● **ACTIVITY**
Repeat every line of the data verbatim.

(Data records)
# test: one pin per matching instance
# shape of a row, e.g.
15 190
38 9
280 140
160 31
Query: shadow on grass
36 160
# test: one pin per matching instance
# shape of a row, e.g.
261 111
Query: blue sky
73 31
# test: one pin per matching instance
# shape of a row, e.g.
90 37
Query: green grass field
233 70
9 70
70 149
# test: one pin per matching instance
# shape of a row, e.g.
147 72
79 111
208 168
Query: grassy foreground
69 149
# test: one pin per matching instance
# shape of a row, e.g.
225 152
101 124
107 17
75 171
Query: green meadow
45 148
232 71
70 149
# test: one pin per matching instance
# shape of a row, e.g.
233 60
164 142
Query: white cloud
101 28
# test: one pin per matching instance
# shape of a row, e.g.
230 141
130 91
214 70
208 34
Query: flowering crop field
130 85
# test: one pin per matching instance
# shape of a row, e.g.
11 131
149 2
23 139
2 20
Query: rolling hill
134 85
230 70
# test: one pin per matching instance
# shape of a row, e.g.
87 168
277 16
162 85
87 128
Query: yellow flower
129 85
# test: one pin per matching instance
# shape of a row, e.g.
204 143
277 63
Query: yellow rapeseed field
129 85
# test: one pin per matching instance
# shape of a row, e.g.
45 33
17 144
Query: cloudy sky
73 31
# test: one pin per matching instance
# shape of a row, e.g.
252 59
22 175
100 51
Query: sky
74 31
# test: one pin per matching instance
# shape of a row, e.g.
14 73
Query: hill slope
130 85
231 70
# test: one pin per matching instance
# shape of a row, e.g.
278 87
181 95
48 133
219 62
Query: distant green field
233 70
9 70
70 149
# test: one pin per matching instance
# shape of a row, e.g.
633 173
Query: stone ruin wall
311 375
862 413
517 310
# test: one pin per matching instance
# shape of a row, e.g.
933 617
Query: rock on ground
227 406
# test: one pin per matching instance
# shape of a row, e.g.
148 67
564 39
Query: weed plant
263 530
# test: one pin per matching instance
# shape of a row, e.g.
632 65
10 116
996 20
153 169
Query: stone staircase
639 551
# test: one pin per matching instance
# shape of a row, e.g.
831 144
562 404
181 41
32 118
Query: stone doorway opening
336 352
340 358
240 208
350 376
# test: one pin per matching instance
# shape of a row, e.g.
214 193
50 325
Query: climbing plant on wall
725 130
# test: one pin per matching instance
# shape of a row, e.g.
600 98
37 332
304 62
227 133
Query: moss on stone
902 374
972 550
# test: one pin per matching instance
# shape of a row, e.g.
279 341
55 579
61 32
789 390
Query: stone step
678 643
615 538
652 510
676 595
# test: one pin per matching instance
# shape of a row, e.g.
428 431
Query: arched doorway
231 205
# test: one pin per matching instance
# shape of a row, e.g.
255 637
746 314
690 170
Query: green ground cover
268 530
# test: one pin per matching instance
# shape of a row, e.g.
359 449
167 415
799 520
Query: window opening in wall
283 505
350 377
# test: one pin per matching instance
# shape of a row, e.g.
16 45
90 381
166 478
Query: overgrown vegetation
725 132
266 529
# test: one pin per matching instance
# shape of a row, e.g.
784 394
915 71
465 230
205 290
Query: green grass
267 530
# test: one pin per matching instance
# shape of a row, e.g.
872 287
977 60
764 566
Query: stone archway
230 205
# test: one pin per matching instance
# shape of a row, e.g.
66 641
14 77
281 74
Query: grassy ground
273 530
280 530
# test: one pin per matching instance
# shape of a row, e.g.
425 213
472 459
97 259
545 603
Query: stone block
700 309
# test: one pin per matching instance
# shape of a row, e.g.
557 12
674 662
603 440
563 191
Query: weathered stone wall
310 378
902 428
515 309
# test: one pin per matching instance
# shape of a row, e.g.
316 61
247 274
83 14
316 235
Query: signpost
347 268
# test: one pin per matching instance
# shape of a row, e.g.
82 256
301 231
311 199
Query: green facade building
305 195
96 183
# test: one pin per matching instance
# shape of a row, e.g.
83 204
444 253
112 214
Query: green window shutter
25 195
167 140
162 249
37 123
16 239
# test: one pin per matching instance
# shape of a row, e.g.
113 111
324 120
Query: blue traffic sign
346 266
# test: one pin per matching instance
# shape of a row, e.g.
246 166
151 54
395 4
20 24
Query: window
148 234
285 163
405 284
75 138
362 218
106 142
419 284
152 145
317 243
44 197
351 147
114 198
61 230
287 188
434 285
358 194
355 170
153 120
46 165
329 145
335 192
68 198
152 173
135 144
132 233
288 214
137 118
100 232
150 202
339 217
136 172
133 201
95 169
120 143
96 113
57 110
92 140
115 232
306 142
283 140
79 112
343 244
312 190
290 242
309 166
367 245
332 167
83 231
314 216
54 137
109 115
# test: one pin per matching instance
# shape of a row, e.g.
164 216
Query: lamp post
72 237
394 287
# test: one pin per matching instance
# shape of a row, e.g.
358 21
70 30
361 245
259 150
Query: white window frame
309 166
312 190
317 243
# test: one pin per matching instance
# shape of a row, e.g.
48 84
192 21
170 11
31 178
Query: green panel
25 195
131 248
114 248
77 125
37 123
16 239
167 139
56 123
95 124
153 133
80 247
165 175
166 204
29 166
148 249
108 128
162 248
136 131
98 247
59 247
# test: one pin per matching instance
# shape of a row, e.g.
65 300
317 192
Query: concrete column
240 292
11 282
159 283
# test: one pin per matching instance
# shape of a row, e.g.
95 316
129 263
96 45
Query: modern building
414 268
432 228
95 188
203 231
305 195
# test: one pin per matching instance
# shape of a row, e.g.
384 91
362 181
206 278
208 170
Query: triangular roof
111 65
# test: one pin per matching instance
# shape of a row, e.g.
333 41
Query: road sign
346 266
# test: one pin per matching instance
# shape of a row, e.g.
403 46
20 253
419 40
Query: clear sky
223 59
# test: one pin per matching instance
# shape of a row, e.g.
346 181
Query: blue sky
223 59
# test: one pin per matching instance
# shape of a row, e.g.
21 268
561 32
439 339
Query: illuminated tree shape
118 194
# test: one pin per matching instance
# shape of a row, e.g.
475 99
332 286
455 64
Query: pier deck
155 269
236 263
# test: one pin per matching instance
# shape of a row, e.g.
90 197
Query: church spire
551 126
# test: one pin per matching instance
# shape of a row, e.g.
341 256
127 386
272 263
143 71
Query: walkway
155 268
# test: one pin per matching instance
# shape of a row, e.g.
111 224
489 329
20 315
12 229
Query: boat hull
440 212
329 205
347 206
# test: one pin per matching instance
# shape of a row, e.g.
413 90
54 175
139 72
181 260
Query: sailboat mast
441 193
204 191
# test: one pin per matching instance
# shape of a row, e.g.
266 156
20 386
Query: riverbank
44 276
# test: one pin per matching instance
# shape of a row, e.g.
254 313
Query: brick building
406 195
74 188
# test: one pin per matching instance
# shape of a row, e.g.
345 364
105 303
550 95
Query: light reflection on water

● **FINAL ANSWER**
# test: one pin per matching instance
# shape of a row, e.g.
15 190
38 9
280 140
160 31
Query: shadow on grass
36 160
# test: one pin per matching instance
# shape of a row, e.g.
261 111
Query: blue sky
73 31
# test: one pin per matching instance
# shape of a row, e.g.
90 37
Query: green grass field
233 70
9 70
70 149
# test: one pin per matching instance
# shape of a row, e.g.
147 72
79 111
208 168
Query: grassy foreground
69 149
# test: one pin per matching instance
# shape of a row, e.g.
225 152
101 124
107 17
75 171
Query: green meadow
45 148
232 71
70 149
# test: one pin per matching instance
# shape of a row, e.g.
233 60
164 142
Query: white cloud
101 28
# test: one pin per matching instance
# shape of a row, e.g.
230 141
130 91
214 70
208 34
Query: flowering crop field
130 85
# test: one pin per matching instance
# shape of a row, e.g.
11 131
149 2
23 139
2 20
Query: rolling hill
134 85
230 70
# test: one pin per matching instance
# shape of a row, e.g.
87 168
277 16
162 85
87 128
Query: yellow flower
129 85
# test: one pin per matching instance
# shape of a row, e.g.
204 143
277 63
Query: yellow rapeseed field
129 85
# test: one pin per matching instance
# shape of a row, e.g.
45 33
17 144
Query: cloudy sky
73 31
# test: one pin per matching instance
# shape of a row, e.g.
252 59
22 175
100 51
Query: sky
74 31
# test: one pin per matching instance
# shape of a row, e.g.
14 73
Query: hill slope
130 85
231 70
# test: one pin per matching instance
# shape of a row, e.g.
278 87
181 95
48 133
219 62
Query: distant green field
233 70
9 70
70 149
# test: one pin per matching instance
# shape of a row, e.g.
633 173
Query: stone ruin wall
311 375
862 413
517 310
# test: one pin per matching instance
# shape of a row, e.g.
933 617
Query: rock on ground
227 406
# test: one pin per matching instance
# shape of a row, e.g.
148 67
564 39
Query: weed plant
263 530
# test: one pin per matching instance
# shape of a row, e.g.
632 65
10 116
996 20
153 169
Query: stone staircase
639 551
# test: one pin per matching instance
# shape of a row, e.g.
831 144
562 404
181 41
32 118
Query: stone doorway opening
336 352
340 358
240 208
350 376
# test: one pin per matching instance
# shape of a row, e.g.
214 193
50 325
Query: climbing plant on wall
725 130
# test: one pin per matching instance
# shape of a row, e.g.
600 98
37 332
304 62
227 133
Query: moss on stone
902 374
972 550
# test: one pin per matching instance
# shape of a row, e.g.
279 341
55 579
61 32
789 390
Query: stone step
678 643
615 538
652 510
676 595
# test: one pin per matching instance
# shape of a row, e.g.
428 431
Query: arched doorway
231 205
# test: one pin per matching instance
# shape of a row, e.g.
255 637
746 314
690 170
Query: green ground cover
268 530
# test: one pin per matching instance
# shape of a row, e.g.
359 449
167 415
799 520
Query: window opening in wall
283 505
350 377
# test: one pin per matching instance
# shape of a row, e.g.
16 45
90 381
166 478
Query: overgrown vegetation
725 132
266 529
# test: one pin per matching instance
# shape of a row, e.g.
784 394
915 71
465 230
205 290
Query: green grass
267 530
# test: one pin per matching instance
# shape of a row, e.g.
872 287
977 60
764 566
Query: stone archway
230 205
# test: one pin per matching instance
# shape of a row, e.g.
66 641
14 77
281 74
Query: grassy ground
273 530
280 530
# test: one pin per matching instance
# shape of a row, e.g.
425 213
472 459
97 259
545 603
Query: stone block
700 309
# test: one pin per matching instance
# shape of a row, e.g.
557 12
674 662
603 440
563 191
Query: weathered stone wall
310 378
902 428
515 309
# test: one pin per matching instance
# shape of a row, e.g.
316 61
247 274
83 14
316 235
Query: signpost
347 268
# test: one pin per matching instance
# shape of a row, e.g.
82 256
301 231
311 199
Query: green facade building
305 195
96 183
# test: one pin per matching instance
# shape of a row, e.g.
83 204
444 253
112 214
Query: green window shutter
25 195
167 140
162 249
37 123
16 239
# test: one pin per matching instance
# shape of a row, e.g.
113 111
324 120
Query: blue traffic sign
346 266
# test: one pin per matching instance
# shape of a row, e.g.
246 166
151 54
395 4
20 24
Query: window
148 234
285 163
405 284
75 138
362 218
106 142
419 284
152 145
317 243
44 197
351 147
114 198
61 230
287 188
434 285
358 194
355 170
153 120
46 165
329 145
335 192
68 198
152 173
135 144
132 233
288 214
137 118
100 232
150 202
339 217
136 172
133 201
95 169
120 143
96 113
57 110
92 140
115 232
306 142
283 140
79 112
343 244
312 190
290 242
309 166
367 245
332 167
83 231
314 216
54 137
109 115
# test: one pin per matching instance
# shape of a row, e.g.
164 216
Query: lamp post
72 237
394 287
# test: one pin per matching instance
# shape of a row, e.g.
358 21
70 30
361 245
259 150
Query: white window frame
309 166
312 190
317 243
# test: one pin per matching instance
# shape of a row, e.g.
48 84
192 21
170 11
31 178
Query: green panel
25 195
131 248
114 248
77 125
37 123
16 239
167 139
56 123
95 124
153 133
80 247
165 175
166 204
29 166
148 249
108 128
162 248
136 131
98 247
59 247
# test: one pin per matching instance
# shape of a row, e.g.
65 300
317 192
Query: concrete column
240 292
11 282
159 283
# test: one pin per matching instance
# shape of a row, e.g.
95 316
129 263
96 45
Query: modern building
414 268
432 228
95 188
203 231
305 195
# test: one pin per matching instance
# shape of a row, e.g.
384 91
362 181
206 278
208 170
Query: triangular roof
111 65
# test: one pin per matching instance
# shape of a row, e.g.
333 41
Query: road sign
346 266
# test: one pin per matching instance
# shape of a row, e.g.
403 46
20 253
419 40
Query: clear sky
223 59
# test: one pin per matching instance
# shape of a row, e.g.
346 181
Query: blue sky
223 59
# test: one pin per matching instance
# shape of a row, e.g.
21 268
561 32
439 339
Query: illuminated tree shape
118 194
# test: one pin per matching instance
# shape of a row, e.g.
475 99
332 286
455 64
Query: pier deck
155 269
236 263
# test: one pin per matching instance
# shape of a row, e.g.
90 197
Query: church spire
551 126
# test: one pin per matching instance
# shape of a row, e.g.
341 256
127 386
272 263
143 71
Query: walkway
155 268
# test: one pin per matching instance
# shape of a row, e.g.
111 224
489 329
20 315
12 229
Query: boat hull
440 212
329 205
347 206
# test: one pin per matching instance
# shape of a row, e.g.
413 90
54 175
139 72
181 260
Query: sailboat mast
441 193
204 191
# test: one pin per matching instance
# shape of a row, e.g.
266 156
20 386
Query: riverbank
44 276
# test: one pin per matching instance
# shape of a row, e.g.
254 313
Query: brick building
406 195
74 188
# test: one pin per matching instance
# shape of a row, e.g.
345 364
105 303
550 95
Query: light reflection on water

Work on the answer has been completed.